Your copy should begin at the line containing "Where can the eucalyptus" and end at the last line of the records; transcribe those lines exactly and leave out every picture.

───── GIVEN DATA

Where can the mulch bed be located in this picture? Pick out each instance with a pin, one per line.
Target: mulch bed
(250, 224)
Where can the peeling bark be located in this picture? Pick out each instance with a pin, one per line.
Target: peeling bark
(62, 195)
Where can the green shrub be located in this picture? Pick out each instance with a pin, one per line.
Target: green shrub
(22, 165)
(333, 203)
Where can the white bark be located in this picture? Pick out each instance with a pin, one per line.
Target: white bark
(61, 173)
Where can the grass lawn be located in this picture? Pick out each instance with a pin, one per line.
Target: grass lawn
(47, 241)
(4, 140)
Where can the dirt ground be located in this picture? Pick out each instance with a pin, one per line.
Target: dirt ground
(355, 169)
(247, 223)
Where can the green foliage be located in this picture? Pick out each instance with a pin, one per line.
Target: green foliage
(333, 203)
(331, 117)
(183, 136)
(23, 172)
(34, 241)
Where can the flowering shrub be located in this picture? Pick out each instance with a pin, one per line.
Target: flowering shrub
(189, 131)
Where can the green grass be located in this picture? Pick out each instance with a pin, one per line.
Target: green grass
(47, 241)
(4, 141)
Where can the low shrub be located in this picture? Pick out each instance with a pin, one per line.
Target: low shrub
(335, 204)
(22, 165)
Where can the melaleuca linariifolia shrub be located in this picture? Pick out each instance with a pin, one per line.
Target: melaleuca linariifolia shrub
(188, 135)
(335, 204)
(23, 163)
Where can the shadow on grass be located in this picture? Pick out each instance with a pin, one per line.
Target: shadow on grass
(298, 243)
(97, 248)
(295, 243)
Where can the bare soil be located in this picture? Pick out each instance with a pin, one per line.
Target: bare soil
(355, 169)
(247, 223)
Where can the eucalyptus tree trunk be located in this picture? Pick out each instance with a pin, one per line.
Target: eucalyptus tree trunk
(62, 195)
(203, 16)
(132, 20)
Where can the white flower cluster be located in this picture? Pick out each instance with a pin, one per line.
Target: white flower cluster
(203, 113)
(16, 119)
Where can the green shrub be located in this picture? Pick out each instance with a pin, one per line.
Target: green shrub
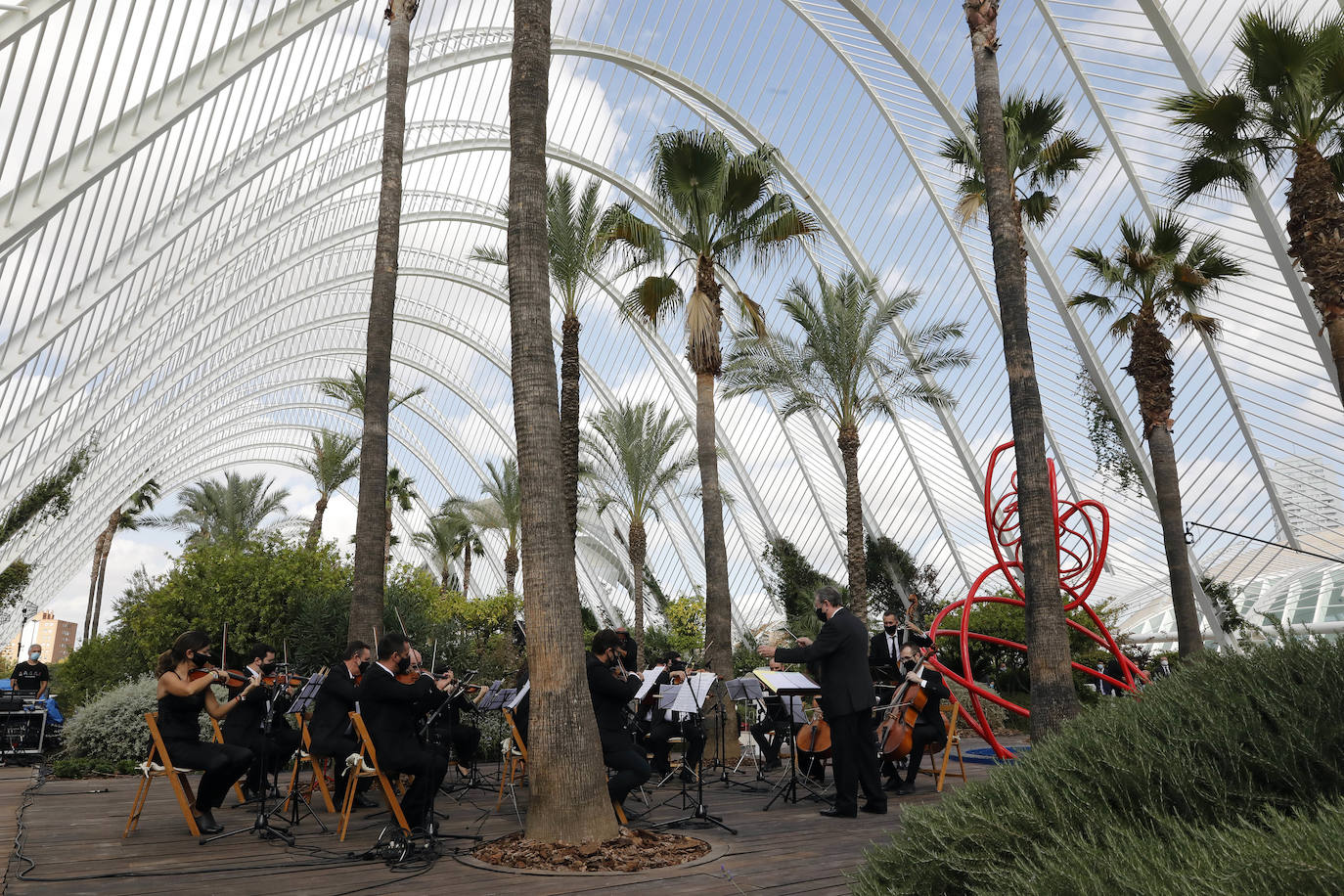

──────────

- [RESPONSE FOR THIS EXERCISE]
Where can the eucalyptus tree trunk be located in this picture? Pick out each instance with a pin, one per line.
Target: eucalyptus tree trunk
(62, 195)
(203, 16)
(132, 20)
Where can the white flower cluster be located in this picture? Pick out each instance with a pin, one per line.
Target: white flower cluster
(203, 113)
(16, 119)
Where can the green shrub be located in this picture? Pick out each instance with a pin, one per line.
Target: green shrub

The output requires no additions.